:: TASK REQUIREMENTS ::
Copy out the entries below, switching every "tight box" to "close-fitting box" and keeping all other text identical.

:: TASK MATERIAL ::

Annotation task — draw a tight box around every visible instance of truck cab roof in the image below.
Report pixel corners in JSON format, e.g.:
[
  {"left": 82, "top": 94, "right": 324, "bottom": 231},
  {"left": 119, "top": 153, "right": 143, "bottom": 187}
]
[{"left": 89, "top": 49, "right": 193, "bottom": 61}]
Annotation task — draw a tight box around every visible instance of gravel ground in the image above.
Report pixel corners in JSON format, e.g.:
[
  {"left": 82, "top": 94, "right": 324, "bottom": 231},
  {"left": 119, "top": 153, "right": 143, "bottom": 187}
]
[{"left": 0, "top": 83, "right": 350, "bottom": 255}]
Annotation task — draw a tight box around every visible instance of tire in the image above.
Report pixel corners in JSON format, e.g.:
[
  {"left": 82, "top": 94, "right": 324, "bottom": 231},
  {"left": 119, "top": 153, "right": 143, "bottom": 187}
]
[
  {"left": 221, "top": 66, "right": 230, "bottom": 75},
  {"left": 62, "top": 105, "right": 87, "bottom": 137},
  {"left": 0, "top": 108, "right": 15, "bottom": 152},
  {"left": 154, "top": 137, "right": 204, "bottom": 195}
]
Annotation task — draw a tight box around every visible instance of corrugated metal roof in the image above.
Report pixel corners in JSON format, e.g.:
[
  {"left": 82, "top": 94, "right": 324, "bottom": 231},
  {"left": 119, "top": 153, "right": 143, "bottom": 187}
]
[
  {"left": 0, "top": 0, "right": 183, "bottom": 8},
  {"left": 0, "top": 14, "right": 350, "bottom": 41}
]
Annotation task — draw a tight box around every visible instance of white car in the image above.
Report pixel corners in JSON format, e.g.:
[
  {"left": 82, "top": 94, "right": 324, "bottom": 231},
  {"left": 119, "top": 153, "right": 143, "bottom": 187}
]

:: EXPECTED ANSWER ::
Annotation task — draw a close-fitting box around every visible instance of truck cab roof in the image below.
Report pixel corners in JSON format, e.g.:
[
  {"left": 82, "top": 94, "right": 324, "bottom": 231},
  {"left": 119, "top": 153, "right": 143, "bottom": 187}
]
[{"left": 89, "top": 49, "right": 193, "bottom": 61}]
Annotation task — draw a close-fitting box around every visible instance of gravel ground in the image above.
Report pixel corners in JSON format, e.g.:
[
  {"left": 82, "top": 94, "right": 324, "bottom": 231},
  {"left": 119, "top": 153, "right": 143, "bottom": 187}
]
[{"left": 0, "top": 83, "right": 350, "bottom": 255}]
Annotation task — draw a close-fitting box around every visible instance of tire in the image above.
Report pixel corners in JSON format, e.g.:
[
  {"left": 82, "top": 94, "right": 324, "bottom": 231},
  {"left": 119, "top": 153, "right": 143, "bottom": 187}
]
[
  {"left": 221, "top": 66, "right": 230, "bottom": 75},
  {"left": 62, "top": 105, "right": 87, "bottom": 137},
  {"left": 0, "top": 108, "right": 15, "bottom": 152},
  {"left": 154, "top": 137, "right": 204, "bottom": 195}
]
Annotation task — draw a close-fitting box around every visible instance of corrugated metal roof in the image above.
Report pixel corners in JSON format, e.g.:
[
  {"left": 82, "top": 94, "right": 324, "bottom": 231},
  {"left": 119, "top": 153, "right": 143, "bottom": 187}
]
[
  {"left": 0, "top": 0, "right": 183, "bottom": 8},
  {"left": 0, "top": 14, "right": 350, "bottom": 41}
]
Annotation task — draw a close-fitting box around every visible instance of white car in the image above.
Report pixel corners in JSON format, e.g.:
[
  {"left": 82, "top": 94, "right": 324, "bottom": 231},
  {"left": 119, "top": 153, "right": 143, "bottom": 187}
]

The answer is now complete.